- Stated goal 1:
Answer these questions about the Compton edge thread:
(a) What original gamma-ray energy does rich86 give for the Cs137 sample?
(b) According to OlderDan, the angle in the Compton formula is the angle between which two things?
(c) What subtraction does rich86 finally identify as the source of the 1.77MeV Compton edge?

- Document:
Scintillator Compton Edge

rich86

I am trying to calculate the energy at which the Compton edge occurs for a sample of Cs137 using a NaI(Tl) scintillator. I know the original energy of the gamma ray was 661.6keV. and that for the Compton edge the angle between the electron and the line of incident must be 0degrees (for max energy of photon). but this just give the value of the photopeak (incident gamma ray). How do i calculate the energy of the emitted photons from Compton scattering at the Compton edge??

[i have calculated the beginning of the Compton continuum using an angle of 180 degrees between the electron and line of incident (minimum energy of the photon) and this gives a value which is about the same as my graph]
i have looked at a few sites but am fairly confused as to why the Compton edge is at a lower energy to the initial gamma ray photon.

Many thanks

OlderDan

The angle in the Compton formula is the angle between the incident and scattered photons. At the "edge" that angle is 180 degress. These two sources are consistent, and the second one might be more generally useful for your problem. Either one will give you the energy of the scattered gamma photons.

http://hyperphysics.phy-astr.gsu.edu.../comptint.html

http://nucleus.wpi.edu/Reactor/Labs/R-scin2.html

rich86

According to these equations the Compton edge should be the same energy as the photo-peak, as when theta=0 the equation is just 662keV/1.
i don't understand how it is possible to calculate the Compton edge, with these equations.

OlderDan

I think you are misinterpreting theta.

rich86

ok so plugging in theta=180 and E=2MeV to gives E' as .23MeV as is shows in the diagram.

But then theta=0 (ie gamma ray has most energy and electron is not scattered) E'=2MeV. this is not what is shown in the diagram.

how do you work out the 1.77MeV Compton edge?!

rich86

ok sorry i was being really stupid the 1.77MeV comes from 2MeV-0.23MeV.

many thanks for your help.

- Stated goal 2:
Print the lines of the entries, from the start of the entries through the line holding "--target jersey neckline", both ends included, and leave out the pictures.

- Exercise inputs:

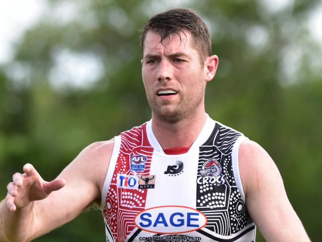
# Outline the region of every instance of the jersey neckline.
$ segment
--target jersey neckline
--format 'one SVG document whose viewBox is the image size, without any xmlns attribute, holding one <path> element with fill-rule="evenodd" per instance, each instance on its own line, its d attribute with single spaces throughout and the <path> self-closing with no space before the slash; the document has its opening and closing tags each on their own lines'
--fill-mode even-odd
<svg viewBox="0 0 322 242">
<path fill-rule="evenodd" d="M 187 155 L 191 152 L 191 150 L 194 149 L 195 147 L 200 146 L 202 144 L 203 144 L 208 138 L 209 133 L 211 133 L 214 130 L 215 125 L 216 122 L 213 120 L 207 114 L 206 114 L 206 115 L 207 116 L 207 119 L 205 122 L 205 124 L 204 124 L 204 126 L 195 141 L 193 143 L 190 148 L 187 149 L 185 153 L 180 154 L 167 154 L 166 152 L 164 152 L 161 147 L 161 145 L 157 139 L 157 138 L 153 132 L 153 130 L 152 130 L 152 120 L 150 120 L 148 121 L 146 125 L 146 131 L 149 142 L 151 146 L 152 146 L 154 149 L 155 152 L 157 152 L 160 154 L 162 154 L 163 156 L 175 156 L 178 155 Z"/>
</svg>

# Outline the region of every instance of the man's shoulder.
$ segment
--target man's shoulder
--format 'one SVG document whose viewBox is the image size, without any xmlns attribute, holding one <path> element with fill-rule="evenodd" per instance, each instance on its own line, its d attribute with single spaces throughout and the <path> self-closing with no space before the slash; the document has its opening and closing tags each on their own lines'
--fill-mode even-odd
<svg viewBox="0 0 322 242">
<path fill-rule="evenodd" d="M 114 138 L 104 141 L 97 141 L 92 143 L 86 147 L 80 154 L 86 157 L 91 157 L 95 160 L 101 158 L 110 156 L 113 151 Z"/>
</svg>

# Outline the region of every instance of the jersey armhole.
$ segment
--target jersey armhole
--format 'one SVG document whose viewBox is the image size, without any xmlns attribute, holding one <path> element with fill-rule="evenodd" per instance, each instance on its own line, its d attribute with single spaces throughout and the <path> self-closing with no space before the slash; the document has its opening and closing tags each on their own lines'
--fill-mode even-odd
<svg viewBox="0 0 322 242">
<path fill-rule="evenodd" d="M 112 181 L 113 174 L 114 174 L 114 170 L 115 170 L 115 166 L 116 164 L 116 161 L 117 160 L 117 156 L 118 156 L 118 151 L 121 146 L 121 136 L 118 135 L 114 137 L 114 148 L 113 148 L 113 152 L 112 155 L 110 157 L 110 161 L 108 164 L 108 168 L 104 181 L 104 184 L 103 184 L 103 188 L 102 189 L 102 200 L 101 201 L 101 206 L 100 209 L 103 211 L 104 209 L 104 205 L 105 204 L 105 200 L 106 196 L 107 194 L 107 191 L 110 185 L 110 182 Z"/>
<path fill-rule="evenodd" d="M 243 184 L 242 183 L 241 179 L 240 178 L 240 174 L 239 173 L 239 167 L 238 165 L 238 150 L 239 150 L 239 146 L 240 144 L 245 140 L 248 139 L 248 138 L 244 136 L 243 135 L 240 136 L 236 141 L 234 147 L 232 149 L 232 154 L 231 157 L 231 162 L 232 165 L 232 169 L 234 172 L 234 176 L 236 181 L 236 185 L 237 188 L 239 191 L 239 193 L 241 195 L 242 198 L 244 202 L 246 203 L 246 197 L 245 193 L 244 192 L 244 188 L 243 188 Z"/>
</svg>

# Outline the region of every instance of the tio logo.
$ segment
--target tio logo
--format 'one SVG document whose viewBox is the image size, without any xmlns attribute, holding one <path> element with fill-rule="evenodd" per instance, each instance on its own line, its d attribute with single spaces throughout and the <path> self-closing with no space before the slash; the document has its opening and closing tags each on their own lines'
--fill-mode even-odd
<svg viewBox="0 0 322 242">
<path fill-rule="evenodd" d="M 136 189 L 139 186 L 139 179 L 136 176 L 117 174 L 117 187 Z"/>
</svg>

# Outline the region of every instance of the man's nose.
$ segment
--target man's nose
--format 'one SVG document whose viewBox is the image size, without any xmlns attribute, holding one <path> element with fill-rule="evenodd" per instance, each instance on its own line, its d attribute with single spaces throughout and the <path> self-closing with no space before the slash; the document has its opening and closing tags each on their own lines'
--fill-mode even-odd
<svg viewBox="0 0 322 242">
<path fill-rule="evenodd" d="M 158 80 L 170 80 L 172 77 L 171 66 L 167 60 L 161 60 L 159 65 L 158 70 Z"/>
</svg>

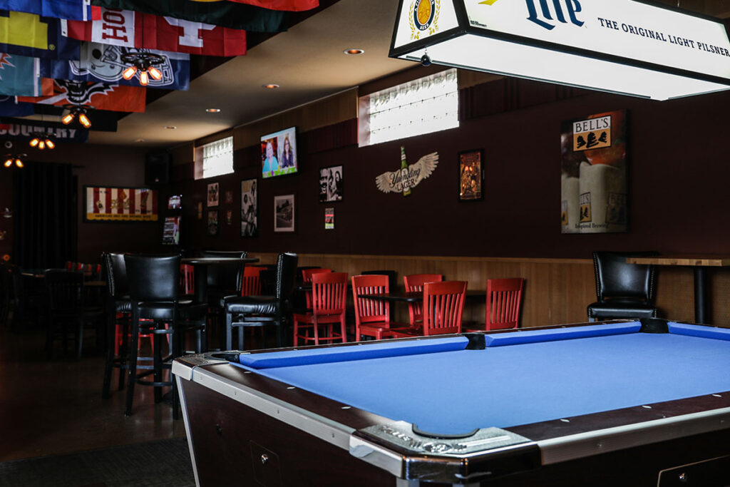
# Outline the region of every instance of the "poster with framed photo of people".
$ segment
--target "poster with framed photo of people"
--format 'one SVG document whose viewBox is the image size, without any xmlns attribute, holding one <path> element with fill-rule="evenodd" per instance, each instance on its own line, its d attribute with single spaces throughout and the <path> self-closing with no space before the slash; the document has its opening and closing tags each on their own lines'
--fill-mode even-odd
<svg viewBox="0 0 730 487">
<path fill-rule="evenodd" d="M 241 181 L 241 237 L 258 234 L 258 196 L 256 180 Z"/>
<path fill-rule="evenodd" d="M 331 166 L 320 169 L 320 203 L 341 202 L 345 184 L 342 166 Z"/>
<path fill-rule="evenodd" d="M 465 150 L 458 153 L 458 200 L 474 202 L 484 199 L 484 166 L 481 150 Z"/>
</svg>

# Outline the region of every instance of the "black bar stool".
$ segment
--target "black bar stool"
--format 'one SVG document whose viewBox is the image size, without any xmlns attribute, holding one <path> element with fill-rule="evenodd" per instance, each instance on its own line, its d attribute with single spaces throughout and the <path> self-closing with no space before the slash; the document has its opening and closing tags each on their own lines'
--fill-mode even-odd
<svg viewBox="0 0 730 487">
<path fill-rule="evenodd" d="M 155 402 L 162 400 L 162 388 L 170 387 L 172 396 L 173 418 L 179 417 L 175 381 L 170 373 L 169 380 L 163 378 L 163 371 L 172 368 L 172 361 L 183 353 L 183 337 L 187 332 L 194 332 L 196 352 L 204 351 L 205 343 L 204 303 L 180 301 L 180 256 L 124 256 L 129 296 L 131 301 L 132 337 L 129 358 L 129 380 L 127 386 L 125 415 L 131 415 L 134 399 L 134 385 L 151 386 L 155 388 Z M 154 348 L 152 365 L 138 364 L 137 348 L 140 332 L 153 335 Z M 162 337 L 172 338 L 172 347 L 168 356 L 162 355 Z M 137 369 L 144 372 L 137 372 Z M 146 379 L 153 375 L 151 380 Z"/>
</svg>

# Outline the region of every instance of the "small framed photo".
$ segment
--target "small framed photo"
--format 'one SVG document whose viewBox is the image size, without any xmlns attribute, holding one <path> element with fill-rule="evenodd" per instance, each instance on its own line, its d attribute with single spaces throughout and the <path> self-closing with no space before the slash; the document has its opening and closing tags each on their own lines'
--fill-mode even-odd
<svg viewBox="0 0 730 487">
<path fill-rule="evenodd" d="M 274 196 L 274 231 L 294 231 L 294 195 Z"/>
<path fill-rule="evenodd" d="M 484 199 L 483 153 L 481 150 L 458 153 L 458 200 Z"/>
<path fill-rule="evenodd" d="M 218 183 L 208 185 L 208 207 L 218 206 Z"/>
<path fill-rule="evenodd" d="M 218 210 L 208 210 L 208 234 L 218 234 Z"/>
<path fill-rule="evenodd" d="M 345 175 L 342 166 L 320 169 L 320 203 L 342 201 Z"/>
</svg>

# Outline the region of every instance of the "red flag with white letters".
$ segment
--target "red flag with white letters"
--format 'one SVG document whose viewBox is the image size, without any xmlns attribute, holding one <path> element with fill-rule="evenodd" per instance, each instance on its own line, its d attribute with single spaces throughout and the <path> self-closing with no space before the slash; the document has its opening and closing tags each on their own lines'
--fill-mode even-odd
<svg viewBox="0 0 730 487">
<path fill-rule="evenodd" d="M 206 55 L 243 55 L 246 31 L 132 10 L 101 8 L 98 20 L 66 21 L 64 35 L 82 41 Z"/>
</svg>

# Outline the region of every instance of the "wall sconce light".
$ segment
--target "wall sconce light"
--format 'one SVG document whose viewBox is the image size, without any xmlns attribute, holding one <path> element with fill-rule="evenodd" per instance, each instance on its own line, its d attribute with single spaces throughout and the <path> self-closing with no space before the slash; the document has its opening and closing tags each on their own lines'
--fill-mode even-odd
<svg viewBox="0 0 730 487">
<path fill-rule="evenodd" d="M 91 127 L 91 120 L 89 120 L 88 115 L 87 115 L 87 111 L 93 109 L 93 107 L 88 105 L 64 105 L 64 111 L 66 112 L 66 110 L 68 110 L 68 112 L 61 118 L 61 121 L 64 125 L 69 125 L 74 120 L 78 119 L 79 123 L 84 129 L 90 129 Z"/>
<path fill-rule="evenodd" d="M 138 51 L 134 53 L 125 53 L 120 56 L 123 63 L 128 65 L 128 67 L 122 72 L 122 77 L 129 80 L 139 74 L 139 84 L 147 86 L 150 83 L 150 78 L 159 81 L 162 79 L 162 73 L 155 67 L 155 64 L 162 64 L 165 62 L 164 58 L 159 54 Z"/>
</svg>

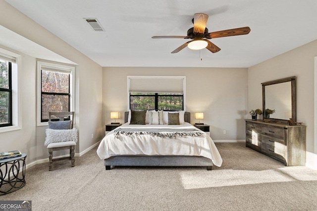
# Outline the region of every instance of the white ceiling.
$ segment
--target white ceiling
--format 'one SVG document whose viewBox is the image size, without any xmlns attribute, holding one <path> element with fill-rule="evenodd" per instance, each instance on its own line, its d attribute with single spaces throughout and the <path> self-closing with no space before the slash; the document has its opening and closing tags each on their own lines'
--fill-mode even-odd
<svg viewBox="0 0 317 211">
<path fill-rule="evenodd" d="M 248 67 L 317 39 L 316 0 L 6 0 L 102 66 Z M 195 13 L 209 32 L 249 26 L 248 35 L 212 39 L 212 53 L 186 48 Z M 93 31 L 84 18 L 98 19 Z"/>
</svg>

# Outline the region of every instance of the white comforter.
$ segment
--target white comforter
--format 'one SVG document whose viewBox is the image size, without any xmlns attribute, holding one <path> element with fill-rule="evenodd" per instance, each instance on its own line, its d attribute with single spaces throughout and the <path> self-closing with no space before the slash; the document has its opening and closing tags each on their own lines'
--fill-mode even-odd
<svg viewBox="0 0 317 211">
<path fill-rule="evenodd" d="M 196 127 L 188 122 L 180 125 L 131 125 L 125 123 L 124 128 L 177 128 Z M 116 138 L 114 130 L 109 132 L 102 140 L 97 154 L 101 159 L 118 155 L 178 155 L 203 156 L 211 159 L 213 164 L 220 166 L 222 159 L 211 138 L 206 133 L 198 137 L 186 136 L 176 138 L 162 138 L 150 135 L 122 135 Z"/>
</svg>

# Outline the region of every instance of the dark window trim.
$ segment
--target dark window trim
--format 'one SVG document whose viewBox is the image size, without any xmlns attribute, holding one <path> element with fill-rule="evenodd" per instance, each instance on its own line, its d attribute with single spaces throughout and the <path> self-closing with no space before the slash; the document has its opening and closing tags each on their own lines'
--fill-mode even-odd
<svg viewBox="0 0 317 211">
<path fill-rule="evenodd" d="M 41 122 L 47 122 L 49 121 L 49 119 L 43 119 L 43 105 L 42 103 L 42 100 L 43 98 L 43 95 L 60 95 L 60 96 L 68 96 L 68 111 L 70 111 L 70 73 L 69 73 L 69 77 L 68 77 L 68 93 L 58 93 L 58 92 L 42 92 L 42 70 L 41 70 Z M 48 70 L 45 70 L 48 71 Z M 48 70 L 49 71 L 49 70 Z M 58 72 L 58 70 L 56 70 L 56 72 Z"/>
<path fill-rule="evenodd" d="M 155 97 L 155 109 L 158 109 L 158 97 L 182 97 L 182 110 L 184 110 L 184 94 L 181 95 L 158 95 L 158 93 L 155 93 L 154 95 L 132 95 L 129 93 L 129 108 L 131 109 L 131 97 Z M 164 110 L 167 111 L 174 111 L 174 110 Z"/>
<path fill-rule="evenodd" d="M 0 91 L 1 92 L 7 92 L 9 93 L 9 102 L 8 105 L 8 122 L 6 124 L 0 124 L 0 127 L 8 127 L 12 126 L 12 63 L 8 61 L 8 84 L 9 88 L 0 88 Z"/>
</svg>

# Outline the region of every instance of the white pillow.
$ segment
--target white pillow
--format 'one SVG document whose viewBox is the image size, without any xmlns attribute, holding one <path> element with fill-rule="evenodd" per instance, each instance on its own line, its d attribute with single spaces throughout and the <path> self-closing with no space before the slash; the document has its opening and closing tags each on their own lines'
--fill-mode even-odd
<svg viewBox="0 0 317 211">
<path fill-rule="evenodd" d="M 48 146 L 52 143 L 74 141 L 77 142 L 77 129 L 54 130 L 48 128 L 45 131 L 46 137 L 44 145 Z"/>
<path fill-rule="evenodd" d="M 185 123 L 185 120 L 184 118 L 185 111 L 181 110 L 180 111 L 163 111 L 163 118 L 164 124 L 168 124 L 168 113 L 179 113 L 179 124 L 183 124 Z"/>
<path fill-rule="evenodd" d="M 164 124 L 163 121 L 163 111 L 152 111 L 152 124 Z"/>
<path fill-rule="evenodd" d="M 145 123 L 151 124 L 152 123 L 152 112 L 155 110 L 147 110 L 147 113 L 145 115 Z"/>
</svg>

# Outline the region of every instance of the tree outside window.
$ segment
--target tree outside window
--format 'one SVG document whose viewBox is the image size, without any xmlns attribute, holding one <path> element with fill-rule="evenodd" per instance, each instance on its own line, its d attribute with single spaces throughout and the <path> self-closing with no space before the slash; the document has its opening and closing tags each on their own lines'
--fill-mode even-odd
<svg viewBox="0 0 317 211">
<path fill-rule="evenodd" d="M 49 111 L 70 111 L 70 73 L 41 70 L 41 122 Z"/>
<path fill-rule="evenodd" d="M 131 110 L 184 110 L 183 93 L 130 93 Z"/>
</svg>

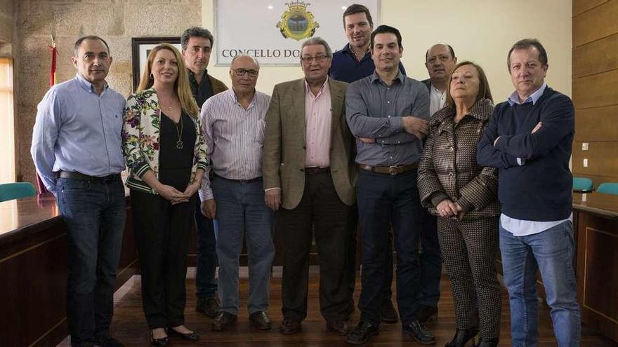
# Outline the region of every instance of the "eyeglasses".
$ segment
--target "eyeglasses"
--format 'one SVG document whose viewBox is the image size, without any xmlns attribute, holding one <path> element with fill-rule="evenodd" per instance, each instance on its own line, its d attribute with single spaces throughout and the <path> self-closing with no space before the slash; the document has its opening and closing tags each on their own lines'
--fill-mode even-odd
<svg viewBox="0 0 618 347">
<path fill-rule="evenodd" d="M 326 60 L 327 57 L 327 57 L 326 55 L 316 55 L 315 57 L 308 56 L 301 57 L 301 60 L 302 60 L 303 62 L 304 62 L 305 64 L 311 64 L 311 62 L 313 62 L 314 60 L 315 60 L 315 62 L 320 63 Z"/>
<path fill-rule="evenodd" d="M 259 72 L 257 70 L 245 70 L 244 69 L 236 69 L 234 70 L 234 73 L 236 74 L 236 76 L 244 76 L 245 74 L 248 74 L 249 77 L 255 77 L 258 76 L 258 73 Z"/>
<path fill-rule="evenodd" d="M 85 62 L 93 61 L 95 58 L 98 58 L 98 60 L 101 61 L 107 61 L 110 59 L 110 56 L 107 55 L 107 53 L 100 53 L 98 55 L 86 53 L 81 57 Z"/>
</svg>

- Written response 1:
(a) 661.6keV.
(b) The incident and scattered photons.
(c) 2MeV-0.23MeV.

- Written response 2:
# Outline the region of every instance of the jersey neckline.
$ segment
--target jersey neckline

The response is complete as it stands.